**** QUOTED TEXT
Prosecutors say Wells switched from his Dodge truck to a blue Honda CR-V, his wife’s vehicle parked at the airport when she left for a work trip, in an attempt to cover his tracks and drive unnoticed to the crime scene. Ultimately, Wells went off the grid for 34 minutes, a gap of time he could not explain during initial interviews with law enforcement.
Still, federal public defender Rich Curtner grilled Skonberg about his work routine, implying Wells could have walked in unnoticed. However, the witness testified no one came into the business.
After spending a fair amount of time on the bathroom debate, former Kodiak resident John Pearson took the stand. He said he was living on a ranch northwest of the rigger shop between January and April 2012. Person told the court no one visited the house, where he lived with his wife and six kids, the night before Hopkins and Belisle were killed.
Defense attorney Peter Offenbecher repeatedly asked Pearson if anyone came and questioned him about the murders or asked to search the property. The former ranch renter confirmed no investigators stopped by. Offenbecher also asked about many of the small buildings littering the property -- an abandoned farmhouse, bus and camper, as well as numerous sheds. Besides the property owner using the bus for storage, the ranch was deserted, Pearson said.
The government finished with its rebuttal witnesses Wednesday afternoon. Closing statements are set for Thursday.
********
_SHORT TASK A_: Repeat the part of the court report from "After spending a" up to and including "Belisle were killed.".
The court report and the rows have no connection to each other.
**** MATERIALS PROVIDED
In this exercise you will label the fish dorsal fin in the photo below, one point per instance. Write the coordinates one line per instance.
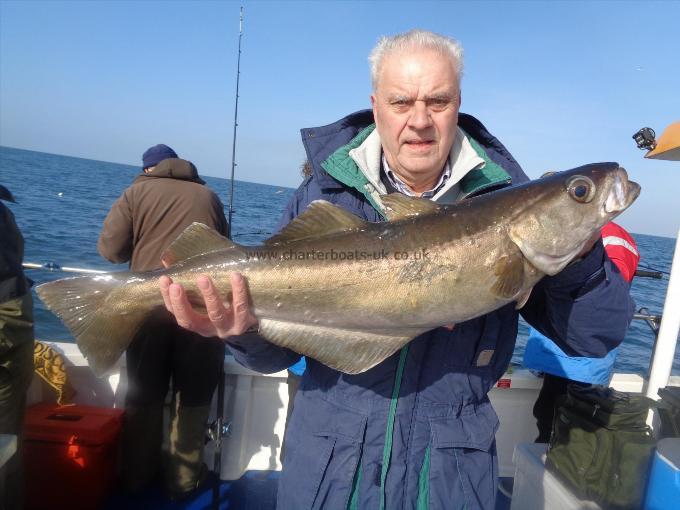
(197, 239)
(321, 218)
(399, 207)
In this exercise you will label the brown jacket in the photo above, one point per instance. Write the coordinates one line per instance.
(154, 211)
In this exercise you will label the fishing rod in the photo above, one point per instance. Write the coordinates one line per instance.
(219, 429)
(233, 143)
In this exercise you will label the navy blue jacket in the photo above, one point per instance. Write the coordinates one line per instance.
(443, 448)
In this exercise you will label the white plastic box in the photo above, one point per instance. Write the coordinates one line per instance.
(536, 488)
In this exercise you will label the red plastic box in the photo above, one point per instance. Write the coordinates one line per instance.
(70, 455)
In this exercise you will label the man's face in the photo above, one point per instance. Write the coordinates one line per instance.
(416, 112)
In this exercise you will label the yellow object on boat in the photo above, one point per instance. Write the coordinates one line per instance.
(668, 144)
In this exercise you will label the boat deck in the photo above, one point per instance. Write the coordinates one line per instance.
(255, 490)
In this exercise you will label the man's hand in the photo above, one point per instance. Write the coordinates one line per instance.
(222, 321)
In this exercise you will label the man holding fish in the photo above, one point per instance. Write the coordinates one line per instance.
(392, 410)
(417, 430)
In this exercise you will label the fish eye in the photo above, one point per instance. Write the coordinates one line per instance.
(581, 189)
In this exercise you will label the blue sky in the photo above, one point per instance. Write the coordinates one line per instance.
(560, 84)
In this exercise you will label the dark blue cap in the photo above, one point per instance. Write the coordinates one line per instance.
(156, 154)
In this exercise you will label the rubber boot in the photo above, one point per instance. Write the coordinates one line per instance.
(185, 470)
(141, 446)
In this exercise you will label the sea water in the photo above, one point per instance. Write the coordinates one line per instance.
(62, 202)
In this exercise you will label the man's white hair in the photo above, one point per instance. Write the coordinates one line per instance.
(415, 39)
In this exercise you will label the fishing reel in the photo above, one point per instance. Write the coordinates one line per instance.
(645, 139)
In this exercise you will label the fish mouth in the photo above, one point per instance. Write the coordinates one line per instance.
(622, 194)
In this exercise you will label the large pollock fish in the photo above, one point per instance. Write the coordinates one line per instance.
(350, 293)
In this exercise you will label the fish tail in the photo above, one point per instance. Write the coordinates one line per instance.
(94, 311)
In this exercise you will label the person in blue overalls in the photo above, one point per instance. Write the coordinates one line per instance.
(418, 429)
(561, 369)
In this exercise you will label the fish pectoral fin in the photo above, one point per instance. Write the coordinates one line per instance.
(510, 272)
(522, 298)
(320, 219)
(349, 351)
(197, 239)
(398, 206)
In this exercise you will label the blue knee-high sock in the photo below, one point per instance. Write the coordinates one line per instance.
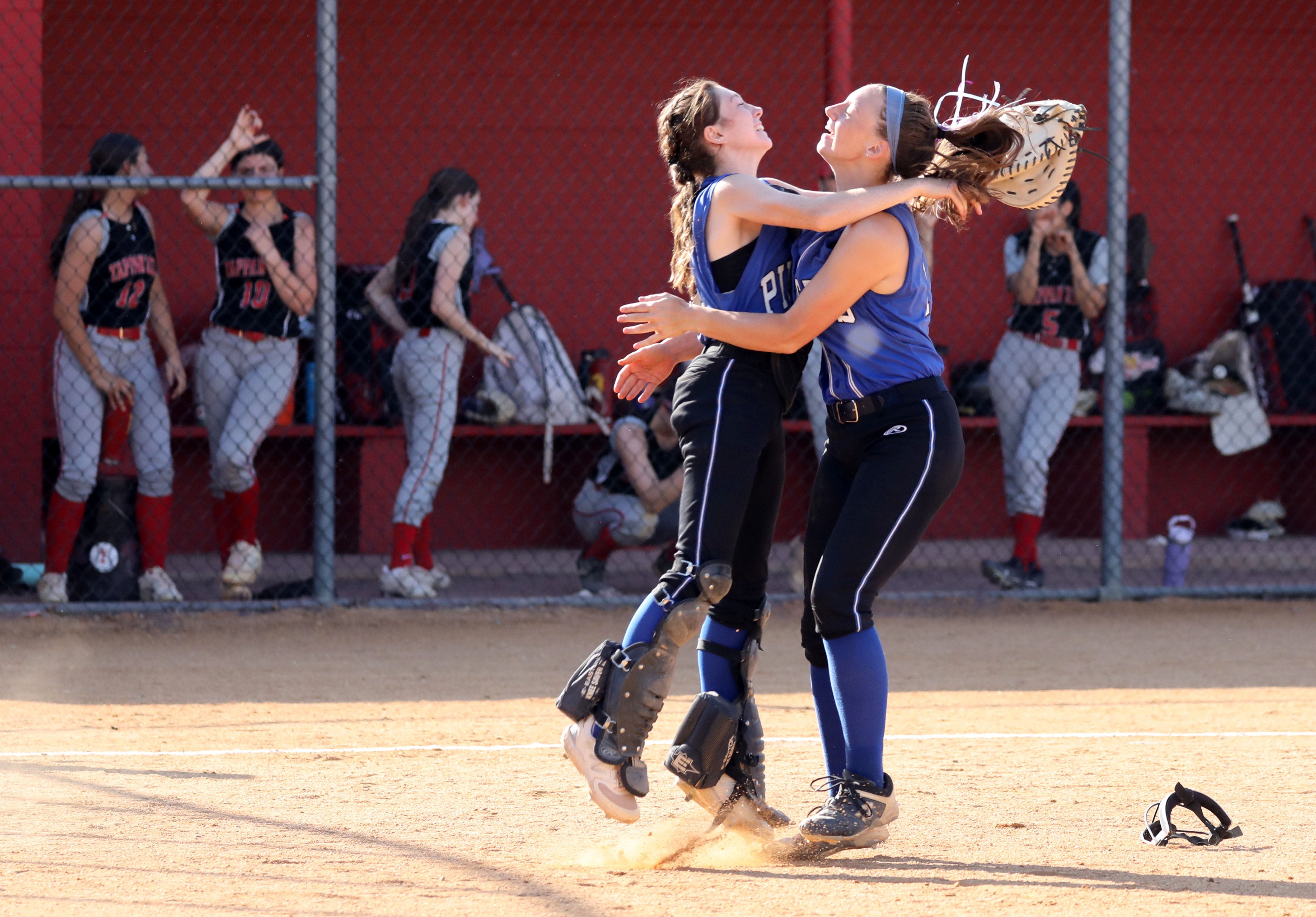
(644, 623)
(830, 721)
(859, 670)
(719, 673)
********
**** MATERIALS PROVIDED
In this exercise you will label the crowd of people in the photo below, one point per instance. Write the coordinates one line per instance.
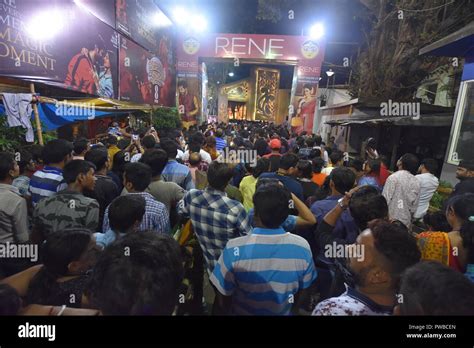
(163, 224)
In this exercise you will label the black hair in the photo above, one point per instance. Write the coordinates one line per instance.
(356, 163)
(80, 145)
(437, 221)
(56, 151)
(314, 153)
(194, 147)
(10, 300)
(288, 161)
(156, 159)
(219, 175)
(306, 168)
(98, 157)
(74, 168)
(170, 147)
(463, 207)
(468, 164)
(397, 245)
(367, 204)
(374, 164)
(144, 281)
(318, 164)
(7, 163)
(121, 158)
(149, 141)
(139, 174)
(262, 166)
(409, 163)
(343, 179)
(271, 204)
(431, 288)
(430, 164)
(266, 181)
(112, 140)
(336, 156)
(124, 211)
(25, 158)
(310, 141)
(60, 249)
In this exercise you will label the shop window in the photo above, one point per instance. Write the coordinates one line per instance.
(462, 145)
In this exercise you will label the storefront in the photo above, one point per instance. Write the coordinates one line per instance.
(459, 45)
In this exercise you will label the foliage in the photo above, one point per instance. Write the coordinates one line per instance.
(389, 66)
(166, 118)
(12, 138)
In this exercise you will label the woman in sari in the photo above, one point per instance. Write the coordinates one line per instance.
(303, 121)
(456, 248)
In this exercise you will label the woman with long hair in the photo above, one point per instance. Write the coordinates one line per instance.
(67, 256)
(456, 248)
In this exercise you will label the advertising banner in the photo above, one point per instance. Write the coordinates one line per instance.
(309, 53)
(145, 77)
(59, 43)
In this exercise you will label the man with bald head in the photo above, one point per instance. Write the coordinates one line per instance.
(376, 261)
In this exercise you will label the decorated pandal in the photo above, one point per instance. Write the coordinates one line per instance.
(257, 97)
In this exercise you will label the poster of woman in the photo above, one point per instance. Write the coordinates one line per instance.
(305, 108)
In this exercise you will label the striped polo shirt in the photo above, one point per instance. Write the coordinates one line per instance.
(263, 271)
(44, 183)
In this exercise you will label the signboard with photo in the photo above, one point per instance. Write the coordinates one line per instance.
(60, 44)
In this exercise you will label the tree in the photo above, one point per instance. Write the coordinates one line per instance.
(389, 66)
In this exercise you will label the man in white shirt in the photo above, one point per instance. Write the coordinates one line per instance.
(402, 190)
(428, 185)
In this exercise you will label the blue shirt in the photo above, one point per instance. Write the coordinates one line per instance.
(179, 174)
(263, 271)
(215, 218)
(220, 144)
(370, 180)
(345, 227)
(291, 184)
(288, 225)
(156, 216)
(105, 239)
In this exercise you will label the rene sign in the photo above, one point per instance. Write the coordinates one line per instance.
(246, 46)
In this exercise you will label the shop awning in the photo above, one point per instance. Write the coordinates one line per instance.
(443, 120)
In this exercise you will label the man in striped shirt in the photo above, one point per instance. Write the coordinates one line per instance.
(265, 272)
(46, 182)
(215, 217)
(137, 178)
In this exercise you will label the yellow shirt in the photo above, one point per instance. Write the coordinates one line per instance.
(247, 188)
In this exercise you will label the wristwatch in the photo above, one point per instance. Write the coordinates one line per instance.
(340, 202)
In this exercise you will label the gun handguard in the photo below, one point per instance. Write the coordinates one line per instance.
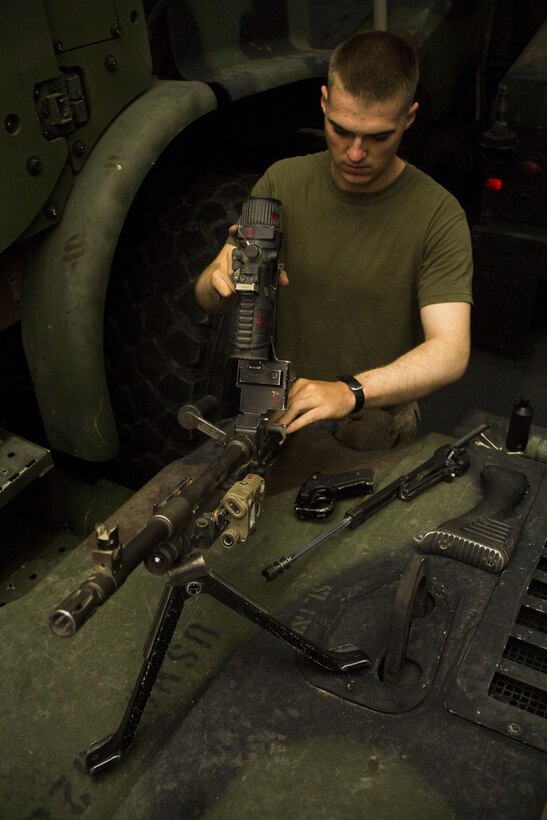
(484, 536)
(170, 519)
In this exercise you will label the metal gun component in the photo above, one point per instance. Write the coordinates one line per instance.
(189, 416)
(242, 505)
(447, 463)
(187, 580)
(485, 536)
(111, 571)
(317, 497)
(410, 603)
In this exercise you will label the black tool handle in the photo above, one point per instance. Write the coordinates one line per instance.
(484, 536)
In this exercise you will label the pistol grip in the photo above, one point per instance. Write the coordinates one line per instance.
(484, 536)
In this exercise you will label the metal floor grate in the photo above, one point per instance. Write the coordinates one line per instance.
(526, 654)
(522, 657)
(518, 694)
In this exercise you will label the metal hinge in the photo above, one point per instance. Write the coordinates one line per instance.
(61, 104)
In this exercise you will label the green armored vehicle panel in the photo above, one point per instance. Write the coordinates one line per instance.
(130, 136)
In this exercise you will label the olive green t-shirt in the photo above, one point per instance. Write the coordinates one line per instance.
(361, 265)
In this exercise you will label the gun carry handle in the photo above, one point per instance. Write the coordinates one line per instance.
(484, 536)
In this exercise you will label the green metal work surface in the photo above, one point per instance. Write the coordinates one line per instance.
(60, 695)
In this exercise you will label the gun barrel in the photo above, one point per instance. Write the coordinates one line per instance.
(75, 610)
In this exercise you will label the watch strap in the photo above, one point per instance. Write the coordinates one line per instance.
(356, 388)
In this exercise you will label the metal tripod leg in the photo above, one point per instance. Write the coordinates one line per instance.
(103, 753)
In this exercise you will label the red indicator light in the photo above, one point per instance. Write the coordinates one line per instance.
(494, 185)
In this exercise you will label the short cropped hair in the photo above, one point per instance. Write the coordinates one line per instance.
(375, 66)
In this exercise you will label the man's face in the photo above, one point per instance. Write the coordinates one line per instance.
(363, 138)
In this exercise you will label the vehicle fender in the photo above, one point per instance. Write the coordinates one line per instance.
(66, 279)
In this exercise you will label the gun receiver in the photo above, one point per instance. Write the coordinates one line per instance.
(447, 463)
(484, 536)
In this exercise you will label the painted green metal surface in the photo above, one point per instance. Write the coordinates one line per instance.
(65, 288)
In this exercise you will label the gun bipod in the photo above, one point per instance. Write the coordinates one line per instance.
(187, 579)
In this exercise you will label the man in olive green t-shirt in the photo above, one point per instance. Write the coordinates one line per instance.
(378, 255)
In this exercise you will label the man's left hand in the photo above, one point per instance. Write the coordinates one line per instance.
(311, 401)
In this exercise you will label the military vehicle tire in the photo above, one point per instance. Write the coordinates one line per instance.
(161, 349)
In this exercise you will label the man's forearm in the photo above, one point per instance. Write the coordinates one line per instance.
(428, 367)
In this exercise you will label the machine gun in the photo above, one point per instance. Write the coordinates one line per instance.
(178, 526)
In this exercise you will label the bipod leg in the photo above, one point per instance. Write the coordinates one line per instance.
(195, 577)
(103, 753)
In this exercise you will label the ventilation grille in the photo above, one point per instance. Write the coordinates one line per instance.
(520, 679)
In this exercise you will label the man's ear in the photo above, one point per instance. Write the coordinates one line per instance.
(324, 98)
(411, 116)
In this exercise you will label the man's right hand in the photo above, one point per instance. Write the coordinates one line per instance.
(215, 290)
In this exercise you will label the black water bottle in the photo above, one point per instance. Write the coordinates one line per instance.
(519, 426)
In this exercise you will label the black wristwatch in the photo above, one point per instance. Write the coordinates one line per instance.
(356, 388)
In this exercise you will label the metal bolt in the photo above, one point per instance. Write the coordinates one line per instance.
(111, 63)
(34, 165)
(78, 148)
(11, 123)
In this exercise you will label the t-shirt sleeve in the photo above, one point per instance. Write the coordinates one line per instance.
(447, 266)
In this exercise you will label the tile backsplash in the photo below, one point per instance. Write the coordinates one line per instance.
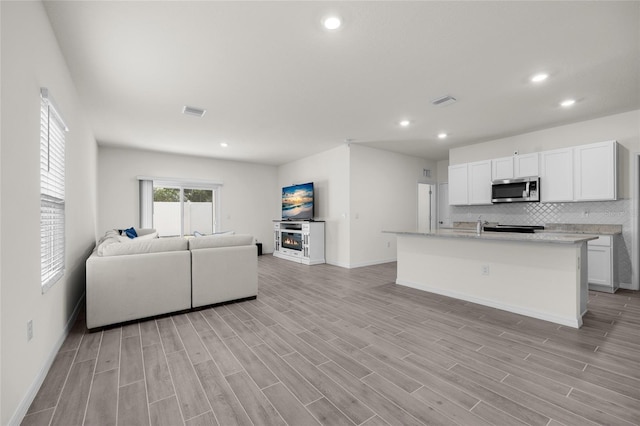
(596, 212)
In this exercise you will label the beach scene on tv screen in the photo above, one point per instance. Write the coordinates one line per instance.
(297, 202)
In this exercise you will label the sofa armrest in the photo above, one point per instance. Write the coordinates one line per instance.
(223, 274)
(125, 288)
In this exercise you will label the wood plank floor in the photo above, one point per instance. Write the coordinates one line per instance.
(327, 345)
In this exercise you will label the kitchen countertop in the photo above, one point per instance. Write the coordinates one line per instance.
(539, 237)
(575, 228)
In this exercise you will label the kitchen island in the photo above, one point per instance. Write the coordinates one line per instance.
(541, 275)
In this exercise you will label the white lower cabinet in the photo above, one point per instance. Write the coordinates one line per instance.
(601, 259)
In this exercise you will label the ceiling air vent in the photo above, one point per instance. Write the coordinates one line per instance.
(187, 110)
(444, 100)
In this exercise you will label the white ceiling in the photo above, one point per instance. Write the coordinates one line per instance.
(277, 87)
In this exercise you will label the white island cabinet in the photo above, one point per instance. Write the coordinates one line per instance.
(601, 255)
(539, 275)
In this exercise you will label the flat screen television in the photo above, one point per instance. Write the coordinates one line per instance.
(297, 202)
********
_SHORT TASK B_: Pick out every line of the rows that contains the word "kitchen" and copy each one.

_TASK RESPONSE A_:
After spending a fair amount of time on the bathroom debate, former Kodiak resident John Pearson took the stand. He said he was living on a ranch northwest of the rigger shop between January and April 2012. Person told the court no one visited the house, where he lived with his wife and six kids, the night before Hopkins and Belisle were killed.

_TASK RESPONSE B_:
In this exercise you will label the kitchen countertop in the photo above, one point per instance. Write the coordinates one line per instance.
In this exercise you will label the kitchen island in the photo above, one point per instance. Write the coordinates one line per instance.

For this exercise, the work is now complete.